>> BEGIN EXTRACTED MATERIAL

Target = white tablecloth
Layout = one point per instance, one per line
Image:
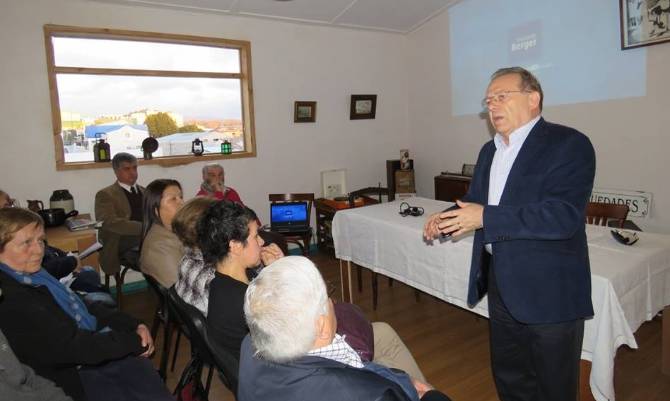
(630, 284)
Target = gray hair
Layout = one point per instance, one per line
(122, 157)
(207, 166)
(528, 81)
(282, 306)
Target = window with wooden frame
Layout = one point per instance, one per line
(190, 93)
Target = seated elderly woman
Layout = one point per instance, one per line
(161, 250)
(194, 276)
(294, 353)
(19, 382)
(85, 280)
(93, 353)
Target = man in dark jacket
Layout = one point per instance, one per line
(293, 352)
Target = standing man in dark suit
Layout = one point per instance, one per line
(119, 207)
(526, 206)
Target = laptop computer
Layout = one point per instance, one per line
(288, 217)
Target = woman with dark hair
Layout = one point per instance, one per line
(161, 250)
(229, 241)
(92, 352)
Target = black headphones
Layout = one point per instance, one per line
(407, 210)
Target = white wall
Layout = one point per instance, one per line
(290, 62)
(630, 135)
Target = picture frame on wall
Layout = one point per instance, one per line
(363, 107)
(304, 112)
(644, 22)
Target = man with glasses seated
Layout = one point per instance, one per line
(293, 351)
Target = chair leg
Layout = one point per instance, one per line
(165, 355)
(190, 370)
(374, 291)
(359, 274)
(156, 322)
(209, 380)
(176, 349)
(118, 278)
(307, 239)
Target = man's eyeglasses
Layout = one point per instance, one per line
(500, 97)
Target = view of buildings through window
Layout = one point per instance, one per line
(124, 91)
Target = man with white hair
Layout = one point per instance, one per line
(293, 350)
(213, 179)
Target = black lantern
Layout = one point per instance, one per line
(149, 146)
(101, 151)
(226, 147)
(197, 147)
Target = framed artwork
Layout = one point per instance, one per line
(644, 22)
(362, 107)
(304, 112)
(468, 170)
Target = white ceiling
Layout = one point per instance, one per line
(400, 16)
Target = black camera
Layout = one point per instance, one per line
(407, 210)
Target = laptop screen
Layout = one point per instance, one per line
(290, 214)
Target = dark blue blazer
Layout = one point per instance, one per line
(540, 255)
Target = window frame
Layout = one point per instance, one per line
(246, 86)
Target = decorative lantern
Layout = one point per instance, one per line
(101, 151)
(197, 147)
(226, 147)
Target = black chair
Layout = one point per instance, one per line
(202, 350)
(162, 316)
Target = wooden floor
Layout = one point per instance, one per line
(449, 343)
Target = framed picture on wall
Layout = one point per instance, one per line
(304, 112)
(644, 22)
(362, 107)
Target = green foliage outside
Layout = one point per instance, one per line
(160, 124)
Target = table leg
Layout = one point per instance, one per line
(665, 344)
(345, 279)
(585, 393)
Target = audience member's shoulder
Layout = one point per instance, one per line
(109, 189)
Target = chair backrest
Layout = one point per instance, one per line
(196, 323)
(600, 213)
(301, 197)
(157, 287)
(378, 191)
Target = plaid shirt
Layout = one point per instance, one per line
(339, 351)
(193, 279)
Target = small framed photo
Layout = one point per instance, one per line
(644, 22)
(304, 112)
(468, 170)
(363, 107)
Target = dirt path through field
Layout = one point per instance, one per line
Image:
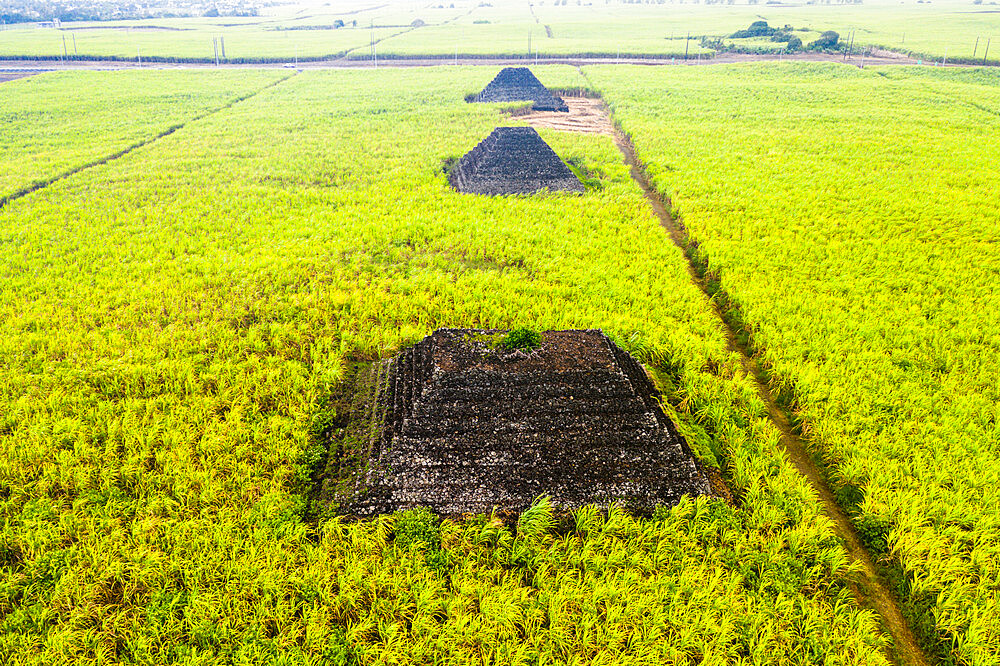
(589, 116)
(871, 591)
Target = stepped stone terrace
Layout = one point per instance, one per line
(460, 424)
(513, 160)
(515, 84)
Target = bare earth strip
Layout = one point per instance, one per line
(592, 116)
(588, 116)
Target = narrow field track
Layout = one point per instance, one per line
(592, 116)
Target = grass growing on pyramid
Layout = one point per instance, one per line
(513, 160)
(461, 423)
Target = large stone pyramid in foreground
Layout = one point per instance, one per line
(512, 160)
(515, 84)
(462, 425)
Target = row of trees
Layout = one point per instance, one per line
(827, 41)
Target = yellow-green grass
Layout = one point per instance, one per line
(926, 30)
(241, 43)
(852, 217)
(54, 123)
(171, 327)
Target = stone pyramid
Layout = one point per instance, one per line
(512, 160)
(462, 425)
(515, 84)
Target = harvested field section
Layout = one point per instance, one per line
(52, 123)
(173, 329)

>> END EXTRACTED MATERIAL

[WRITTEN EXERCISE]: Copy the data from the line with "Target = plaid shirt" up to and including the last line, substituting "temple" for every "pyramid" and keeping everything else the same. Omit the pictures.

[THE REPLY]:
Target = plaid shirt
Layout = one point per instance, one per line
(339, 351)
(193, 279)
Target = small framed photo
Layout = one point per instance, one per line
(644, 22)
(304, 112)
(468, 170)
(363, 107)
Target = dirt path through field
Layout = one point per instance, one per line
Image:
(589, 116)
(871, 591)
Target = stepped stone terrace
Layout = one point per instance, one per line
(460, 424)
(513, 160)
(515, 84)
Target = bare earth strip
Layout = one point per instance, one per line
(592, 116)
(588, 116)
Target = narrow field track
Layout = one point per instance, one per line
(592, 116)
Target = grass growing on temple
Layout = one point per instance, one per line
(513, 160)
(461, 423)
Target = large stone temple in foreground
Layout = one point per instance, one per line
(512, 160)
(515, 84)
(462, 425)
Target = row of trees
Layout = one point per instance, one per line
(827, 41)
Target = yellow-green grass
Layout = one point per instance, one per line
(926, 30)
(241, 43)
(852, 217)
(54, 123)
(171, 327)
Target = stone temple
Layout = one point per instance, one per line
(512, 160)
(462, 425)
(515, 84)
Target = harvested field section
Layout = one point per instance, one per line
(52, 123)
(173, 329)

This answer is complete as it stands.